SOURCE TEXT:
►
Day One Doesn’t Mean Day One

Rep. Marjorie Taylor Greene

Bill Clark/CQ Roll Call via AP

Today’s notice: Republicans recalibrate on Donald Trump’s Day One plans. Hard-liners float tucking debt ceiling negotiations into reconciliation. And a pregnant congresswoman wants Congress to restore proxy voting.


When They Said Day One, They Meant One Day

Donald Trump vowed to settle the war in Ukraine by Inauguration Day more than any other campaign promise, but with five days until Trump is sworn in, Republican lawmakers aren’t so sure Trump can make good on that vow.

Rep. Marjorie Taylor Greene, who has long pushed for the end of U.S. aid for Ukraine, said the Day One commitment was more about Trump making a rhetorical point than setting a deadline.

“I think you need to understand language,” Greene said Tuesday when NOTUS asked if settling the war on Day One is still possible. “Everyone else in America understands that language.”
◄
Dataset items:
►
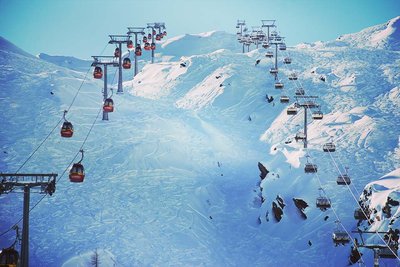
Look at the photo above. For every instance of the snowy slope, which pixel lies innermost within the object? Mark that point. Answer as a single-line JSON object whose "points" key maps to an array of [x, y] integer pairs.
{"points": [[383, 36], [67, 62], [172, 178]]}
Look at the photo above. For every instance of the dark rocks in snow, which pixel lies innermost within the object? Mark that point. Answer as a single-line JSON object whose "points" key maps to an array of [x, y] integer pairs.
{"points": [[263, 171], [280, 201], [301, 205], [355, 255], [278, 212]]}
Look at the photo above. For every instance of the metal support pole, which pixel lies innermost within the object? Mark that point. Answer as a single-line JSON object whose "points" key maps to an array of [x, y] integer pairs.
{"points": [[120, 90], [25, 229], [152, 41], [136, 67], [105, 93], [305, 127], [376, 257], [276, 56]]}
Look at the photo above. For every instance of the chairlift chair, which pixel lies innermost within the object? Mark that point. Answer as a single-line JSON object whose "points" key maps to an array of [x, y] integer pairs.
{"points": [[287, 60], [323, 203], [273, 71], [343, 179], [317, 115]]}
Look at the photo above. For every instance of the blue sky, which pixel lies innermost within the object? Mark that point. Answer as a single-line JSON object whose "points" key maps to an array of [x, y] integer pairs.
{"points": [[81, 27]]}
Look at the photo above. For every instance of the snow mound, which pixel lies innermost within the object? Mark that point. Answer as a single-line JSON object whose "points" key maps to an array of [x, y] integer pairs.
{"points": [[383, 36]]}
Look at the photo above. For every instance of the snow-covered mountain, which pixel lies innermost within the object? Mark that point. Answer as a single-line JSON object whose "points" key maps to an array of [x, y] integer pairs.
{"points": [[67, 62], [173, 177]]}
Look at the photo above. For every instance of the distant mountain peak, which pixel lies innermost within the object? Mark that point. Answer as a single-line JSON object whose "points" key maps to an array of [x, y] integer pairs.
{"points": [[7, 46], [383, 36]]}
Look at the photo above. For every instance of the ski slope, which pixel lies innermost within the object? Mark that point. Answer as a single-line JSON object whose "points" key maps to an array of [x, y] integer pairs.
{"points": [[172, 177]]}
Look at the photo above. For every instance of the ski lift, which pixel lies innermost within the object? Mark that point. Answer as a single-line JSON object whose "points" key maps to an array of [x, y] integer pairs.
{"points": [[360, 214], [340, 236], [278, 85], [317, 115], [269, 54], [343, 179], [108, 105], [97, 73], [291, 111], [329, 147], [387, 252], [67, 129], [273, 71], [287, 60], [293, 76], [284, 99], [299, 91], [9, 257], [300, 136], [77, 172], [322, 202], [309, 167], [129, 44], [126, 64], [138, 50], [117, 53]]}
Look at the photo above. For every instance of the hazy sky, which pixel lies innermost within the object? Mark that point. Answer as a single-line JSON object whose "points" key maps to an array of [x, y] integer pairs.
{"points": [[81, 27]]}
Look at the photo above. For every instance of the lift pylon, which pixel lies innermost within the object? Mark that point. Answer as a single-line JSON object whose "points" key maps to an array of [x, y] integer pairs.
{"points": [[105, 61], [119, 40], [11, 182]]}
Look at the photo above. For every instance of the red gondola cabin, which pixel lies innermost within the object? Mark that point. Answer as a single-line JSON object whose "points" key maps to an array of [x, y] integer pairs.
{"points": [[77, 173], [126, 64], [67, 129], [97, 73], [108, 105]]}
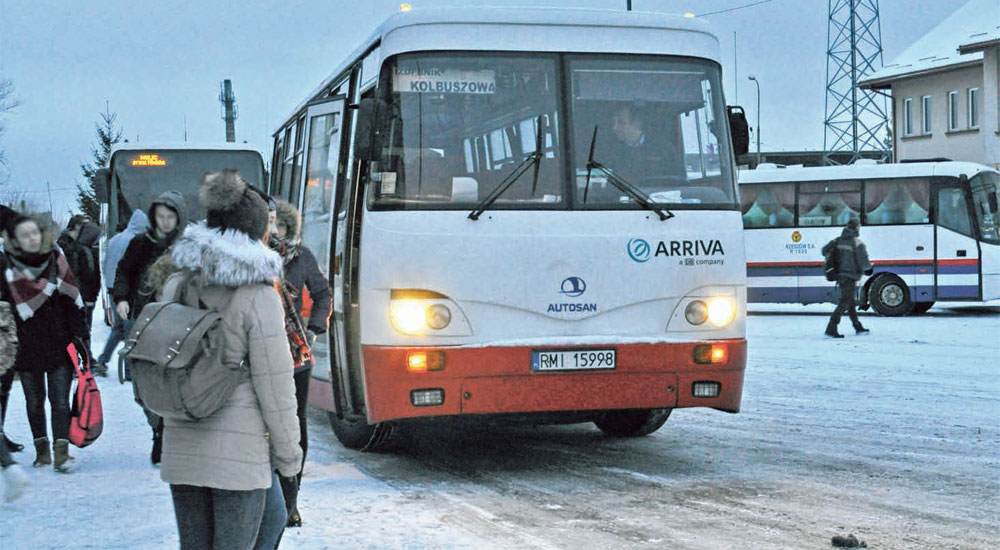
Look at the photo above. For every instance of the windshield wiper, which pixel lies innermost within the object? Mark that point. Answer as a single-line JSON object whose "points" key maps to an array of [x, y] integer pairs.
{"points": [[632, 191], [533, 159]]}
◄
WORK ORDER: Copy the article on Trump's Day One plans word for word, starting at "When They Said" and ending at "on that vow.".

TASK ANSWER:
When They Said Day One, They Meant One Day

Donald Trump vowed to settle the war in Ukraine by Inauguration Day more than any other campaign promise, but with five days until Trump is sworn in, Republican lawmakers aren’t so sure Trump can make good on that vow.